Records from a data collection:
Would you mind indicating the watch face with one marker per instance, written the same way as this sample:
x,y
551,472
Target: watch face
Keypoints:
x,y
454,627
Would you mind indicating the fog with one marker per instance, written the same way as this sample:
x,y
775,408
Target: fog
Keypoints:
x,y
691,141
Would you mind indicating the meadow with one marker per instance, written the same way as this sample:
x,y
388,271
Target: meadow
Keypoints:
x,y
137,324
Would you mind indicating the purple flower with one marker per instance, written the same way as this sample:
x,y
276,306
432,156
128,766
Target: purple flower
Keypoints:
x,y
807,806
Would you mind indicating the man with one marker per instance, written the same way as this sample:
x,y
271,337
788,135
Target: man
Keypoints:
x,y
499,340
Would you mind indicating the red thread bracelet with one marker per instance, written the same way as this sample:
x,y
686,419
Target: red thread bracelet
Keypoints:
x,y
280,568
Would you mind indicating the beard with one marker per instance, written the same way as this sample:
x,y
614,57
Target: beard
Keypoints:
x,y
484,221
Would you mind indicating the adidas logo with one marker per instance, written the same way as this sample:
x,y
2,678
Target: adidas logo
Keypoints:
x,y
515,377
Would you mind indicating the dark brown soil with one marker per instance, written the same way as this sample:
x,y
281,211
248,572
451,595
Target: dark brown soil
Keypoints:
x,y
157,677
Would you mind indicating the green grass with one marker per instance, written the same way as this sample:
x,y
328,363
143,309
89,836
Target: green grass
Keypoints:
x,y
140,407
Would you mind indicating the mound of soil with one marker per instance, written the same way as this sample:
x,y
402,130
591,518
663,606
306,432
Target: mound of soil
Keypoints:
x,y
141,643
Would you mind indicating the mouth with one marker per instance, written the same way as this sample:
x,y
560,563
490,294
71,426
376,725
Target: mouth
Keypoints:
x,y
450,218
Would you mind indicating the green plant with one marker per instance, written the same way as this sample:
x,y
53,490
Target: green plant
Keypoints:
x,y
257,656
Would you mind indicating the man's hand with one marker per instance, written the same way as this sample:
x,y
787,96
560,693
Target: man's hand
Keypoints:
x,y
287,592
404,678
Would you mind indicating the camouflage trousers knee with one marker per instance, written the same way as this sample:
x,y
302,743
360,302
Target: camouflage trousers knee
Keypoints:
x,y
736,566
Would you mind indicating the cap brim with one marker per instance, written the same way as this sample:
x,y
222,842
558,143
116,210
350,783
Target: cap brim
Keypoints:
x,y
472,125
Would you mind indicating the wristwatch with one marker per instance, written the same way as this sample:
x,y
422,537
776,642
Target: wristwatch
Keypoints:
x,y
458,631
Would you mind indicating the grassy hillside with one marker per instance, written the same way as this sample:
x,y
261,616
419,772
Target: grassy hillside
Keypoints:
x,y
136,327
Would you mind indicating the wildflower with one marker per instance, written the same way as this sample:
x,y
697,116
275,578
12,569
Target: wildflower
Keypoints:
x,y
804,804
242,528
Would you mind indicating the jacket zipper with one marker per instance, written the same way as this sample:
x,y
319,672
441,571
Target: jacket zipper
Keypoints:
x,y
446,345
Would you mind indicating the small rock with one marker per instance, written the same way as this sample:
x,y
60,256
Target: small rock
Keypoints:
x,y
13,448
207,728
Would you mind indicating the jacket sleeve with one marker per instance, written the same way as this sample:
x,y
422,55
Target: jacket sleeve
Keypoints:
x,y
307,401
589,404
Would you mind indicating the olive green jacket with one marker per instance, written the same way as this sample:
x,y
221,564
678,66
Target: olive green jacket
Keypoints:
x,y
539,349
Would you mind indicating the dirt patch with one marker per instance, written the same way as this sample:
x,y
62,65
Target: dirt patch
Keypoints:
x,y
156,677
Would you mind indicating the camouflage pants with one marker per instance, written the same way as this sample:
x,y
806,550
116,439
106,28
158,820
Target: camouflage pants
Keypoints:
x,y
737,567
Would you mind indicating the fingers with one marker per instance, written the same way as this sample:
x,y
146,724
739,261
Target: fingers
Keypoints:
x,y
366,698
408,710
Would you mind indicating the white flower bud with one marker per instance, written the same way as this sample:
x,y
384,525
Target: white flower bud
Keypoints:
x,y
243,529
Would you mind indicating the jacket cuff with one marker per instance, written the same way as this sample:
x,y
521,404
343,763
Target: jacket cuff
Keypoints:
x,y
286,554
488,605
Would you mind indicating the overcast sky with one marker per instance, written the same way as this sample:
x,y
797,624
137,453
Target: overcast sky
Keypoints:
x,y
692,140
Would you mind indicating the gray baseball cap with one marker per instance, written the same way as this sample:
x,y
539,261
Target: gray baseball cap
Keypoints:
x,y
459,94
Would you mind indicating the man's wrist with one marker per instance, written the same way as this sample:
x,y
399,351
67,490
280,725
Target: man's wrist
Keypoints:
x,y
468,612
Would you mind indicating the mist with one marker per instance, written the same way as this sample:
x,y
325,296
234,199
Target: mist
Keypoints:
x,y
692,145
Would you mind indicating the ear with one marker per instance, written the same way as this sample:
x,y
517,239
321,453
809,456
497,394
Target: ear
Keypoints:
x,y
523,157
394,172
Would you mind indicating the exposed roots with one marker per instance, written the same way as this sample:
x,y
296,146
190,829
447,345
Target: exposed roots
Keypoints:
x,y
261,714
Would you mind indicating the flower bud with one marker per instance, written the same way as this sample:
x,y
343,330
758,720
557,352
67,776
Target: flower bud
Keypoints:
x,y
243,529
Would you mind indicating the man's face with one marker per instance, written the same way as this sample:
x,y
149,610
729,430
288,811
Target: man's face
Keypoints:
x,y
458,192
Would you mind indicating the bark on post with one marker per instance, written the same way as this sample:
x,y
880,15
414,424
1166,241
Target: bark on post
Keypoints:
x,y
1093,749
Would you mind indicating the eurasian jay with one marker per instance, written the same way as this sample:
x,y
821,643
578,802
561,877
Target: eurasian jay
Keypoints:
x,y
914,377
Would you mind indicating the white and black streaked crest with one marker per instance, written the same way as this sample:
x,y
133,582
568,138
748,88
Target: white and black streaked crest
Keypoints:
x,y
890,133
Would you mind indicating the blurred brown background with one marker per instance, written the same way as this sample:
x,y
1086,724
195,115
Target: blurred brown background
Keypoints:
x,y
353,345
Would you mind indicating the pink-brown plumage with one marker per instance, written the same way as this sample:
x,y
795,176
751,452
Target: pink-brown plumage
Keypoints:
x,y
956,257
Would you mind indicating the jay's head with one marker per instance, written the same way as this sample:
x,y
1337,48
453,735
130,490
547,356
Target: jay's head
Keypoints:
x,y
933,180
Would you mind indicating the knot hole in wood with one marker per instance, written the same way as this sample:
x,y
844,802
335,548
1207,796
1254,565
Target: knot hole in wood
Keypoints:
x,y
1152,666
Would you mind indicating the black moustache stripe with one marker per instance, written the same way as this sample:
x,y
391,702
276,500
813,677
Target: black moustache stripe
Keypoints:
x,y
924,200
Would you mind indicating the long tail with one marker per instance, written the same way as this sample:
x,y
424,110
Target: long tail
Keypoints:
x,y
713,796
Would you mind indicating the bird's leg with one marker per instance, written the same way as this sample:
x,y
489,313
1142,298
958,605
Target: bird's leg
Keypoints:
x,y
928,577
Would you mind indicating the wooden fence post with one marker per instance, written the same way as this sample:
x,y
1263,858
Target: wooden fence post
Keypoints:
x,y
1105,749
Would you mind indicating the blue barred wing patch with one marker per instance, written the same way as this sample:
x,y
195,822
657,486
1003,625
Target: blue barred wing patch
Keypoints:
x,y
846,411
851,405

◆ Activity
Lines with the word "dark": report how many there are in the entries, as a bare number.

◆ Solution to the problem
2